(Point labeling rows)
== == ==

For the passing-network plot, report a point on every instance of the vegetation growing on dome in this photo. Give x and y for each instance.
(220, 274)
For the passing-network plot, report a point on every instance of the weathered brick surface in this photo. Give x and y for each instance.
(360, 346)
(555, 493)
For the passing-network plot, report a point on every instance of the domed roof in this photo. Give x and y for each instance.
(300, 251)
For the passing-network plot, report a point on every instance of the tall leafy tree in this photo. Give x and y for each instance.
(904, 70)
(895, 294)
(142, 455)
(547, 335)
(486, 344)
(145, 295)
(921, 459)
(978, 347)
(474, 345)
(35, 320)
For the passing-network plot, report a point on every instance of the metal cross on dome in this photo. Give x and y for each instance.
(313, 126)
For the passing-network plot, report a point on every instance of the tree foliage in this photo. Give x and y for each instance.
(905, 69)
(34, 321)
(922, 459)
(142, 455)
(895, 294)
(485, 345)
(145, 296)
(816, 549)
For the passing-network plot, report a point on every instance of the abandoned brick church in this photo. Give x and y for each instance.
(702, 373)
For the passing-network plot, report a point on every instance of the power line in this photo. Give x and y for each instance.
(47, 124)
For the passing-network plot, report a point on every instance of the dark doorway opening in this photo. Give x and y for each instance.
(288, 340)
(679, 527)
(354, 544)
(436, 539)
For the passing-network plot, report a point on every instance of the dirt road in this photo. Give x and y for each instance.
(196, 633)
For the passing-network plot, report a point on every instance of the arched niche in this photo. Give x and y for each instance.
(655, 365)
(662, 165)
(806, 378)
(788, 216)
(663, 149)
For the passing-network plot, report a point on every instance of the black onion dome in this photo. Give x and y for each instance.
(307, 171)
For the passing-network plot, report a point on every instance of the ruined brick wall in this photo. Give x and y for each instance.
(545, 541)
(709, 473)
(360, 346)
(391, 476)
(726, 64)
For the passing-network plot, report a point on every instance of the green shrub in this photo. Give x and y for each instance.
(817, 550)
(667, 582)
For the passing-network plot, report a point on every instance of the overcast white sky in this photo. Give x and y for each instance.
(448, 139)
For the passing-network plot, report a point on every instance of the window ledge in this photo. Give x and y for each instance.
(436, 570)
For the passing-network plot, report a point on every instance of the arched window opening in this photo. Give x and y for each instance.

== == ==

== WHAT THE TASK REQUIRES ==
Repeat everything from the row containing "the arched niche" down to the last row, inclusive, with the requests kept. Shift the coordinates in the answers by adding 115 to every x and y value.

== EXPECTED OUTPUT ==
For the passing-network plot, report a point on every instance of the arched niche in this photo. Give x and y for each instance.
(770, 480)
(777, 280)
(921, 493)
(903, 331)
(778, 264)
For the passing-network plot, report a point on every instance of the black onion dome in this photo. Give x and y for each instance.
(422, 286)
For the passing-network plot, report a point on every instance of the ruined brick wall in this photo. Give x and y for each instance.
(660, 656)
(824, 588)
(475, 461)
(506, 591)
(841, 179)
For the passing-network plot, report a point on every instance of the green shrub in this photo. Give x and y for each instance.
(932, 665)
(782, 697)
For the passing-network plot, report a point on every instance of the overcast white sky in this photo. Give x and y for each instance.
(563, 254)
For the passing-network plot, report a point on every instance of the window ledge in this photo. Give x and y for each instance.
(551, 685)
For the passing-network plot, report a point on every instance of the arched window opening in this photo. Give x and y for each instance.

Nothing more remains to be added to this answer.